··· EXTRAIT DU DOCUMENT
CYCLISME Police du tour de romandie

Au service de ses coureurs

Une voiture qui débouche d’une ruelle, un piéton inattentif ou un rond-point mal signalé: les dangers potentiels ne manquent pas pour le peloton de la boucle romande. Garante de la sécurité des coureurs, l’escouade de la police du Tour joue un rôle essentiel. Deux Bullois, Alec Gambini et Jean-Paul Savary, font partie de cette garde rapprochée.


S’ils vivent la course intensément, Alec Gambini (à gauche) et Jean-Paul Savary ne savent souvent pas quel coureur a levé les bras sur la ligne d’arrivée

«On n’est pas là pour regarder la course, mais pour assurer la sécurité des cyclistes. Une échappée nous intéresse dans la mesure où il y a quelque chose à faire au niveau de la sécurité.» Sur leurs deux-roues, à proximité des acteurs du Tour de Romandie, Alec Gambini et Jean-Paul Savary jouissent d’une position privilégiée. Mais ils ne vivent pas pour autant une étape comme le quidam devant son poste de télévision. «On ressent l’ambiance régnant au sein du peloton. Mais on sait rarement qui franchit la ligne en premier.»
······
··· LIGNES FOURNIES
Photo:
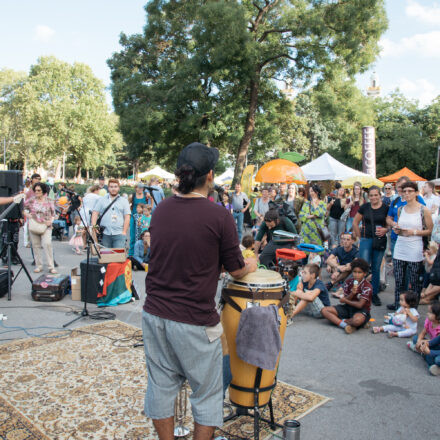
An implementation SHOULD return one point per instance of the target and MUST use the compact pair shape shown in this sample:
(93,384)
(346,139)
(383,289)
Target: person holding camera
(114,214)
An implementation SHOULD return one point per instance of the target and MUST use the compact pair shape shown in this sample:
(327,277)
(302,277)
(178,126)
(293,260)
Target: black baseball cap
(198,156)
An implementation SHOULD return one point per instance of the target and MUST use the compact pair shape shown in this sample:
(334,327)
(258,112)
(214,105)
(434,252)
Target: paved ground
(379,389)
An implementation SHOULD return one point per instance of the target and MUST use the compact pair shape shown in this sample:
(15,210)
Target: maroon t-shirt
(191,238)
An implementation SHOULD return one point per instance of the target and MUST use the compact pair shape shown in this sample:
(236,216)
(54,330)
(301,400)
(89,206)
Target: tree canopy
······
• _CONSIGNE_
Reproduisez mot pour mot le passage de l'article sur la police du Tour de Romandie qui commence par « Au service de » et se poursuit jusqu'à « cette garde rapprochée. ».

• _RÉPONSE ATTENDUE_
Au service de ses coureurs

Une voiture qui débouche d’une ruelle, un piéton inattentif ou un rond-point mal signalé: les dangers potentiels ne manquent pas pour le peloton de la boucle romande. Garante de la sécurité des coureurs, l’escouade de la police du Tour joue un rôle essentiel. Deux Bullois, Alec Gambini et Jean-Paul Savary, font partie de cette garde rapprochée.